Written task: Pick out every line below that contains the word "point", and copy each of those lines in full.

Data provided:

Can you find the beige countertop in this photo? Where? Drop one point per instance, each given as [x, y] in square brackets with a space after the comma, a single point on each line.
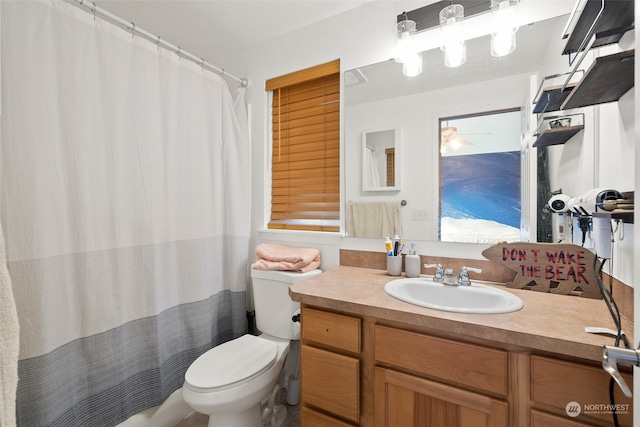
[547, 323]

...

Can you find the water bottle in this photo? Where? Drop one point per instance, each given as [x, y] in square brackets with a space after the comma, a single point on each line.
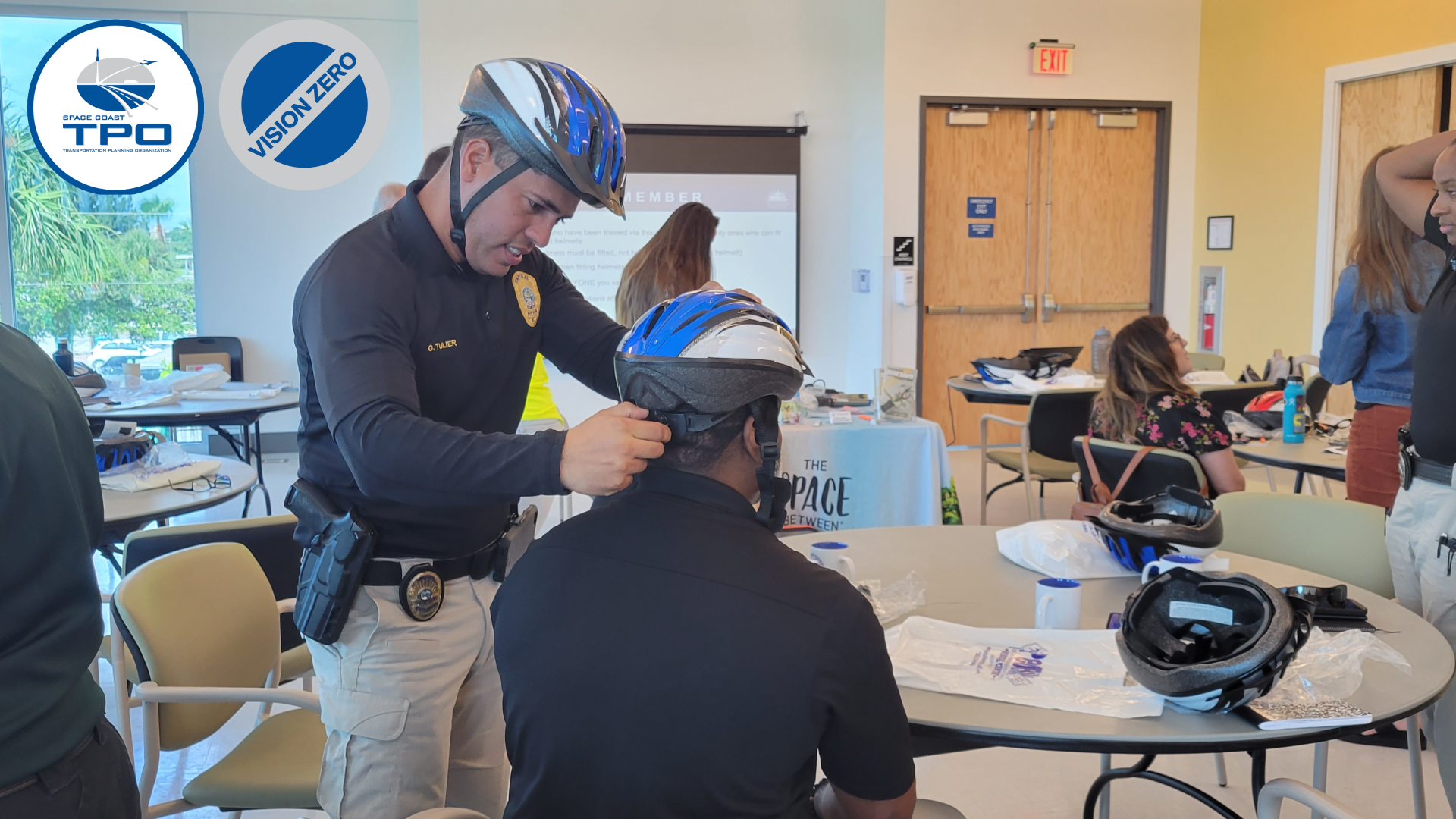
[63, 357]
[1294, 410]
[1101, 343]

The reply:
Can you find the beige countertop in this photo? Where? Drop one point per instance, each given as [x, y] in square brackets with a space after the comma, a single point on each line.
Can you find the water bottle in this photo? Where? Drop one point per instance, each given as [x, y] in square brackets with a space after the comma, a single point on each line.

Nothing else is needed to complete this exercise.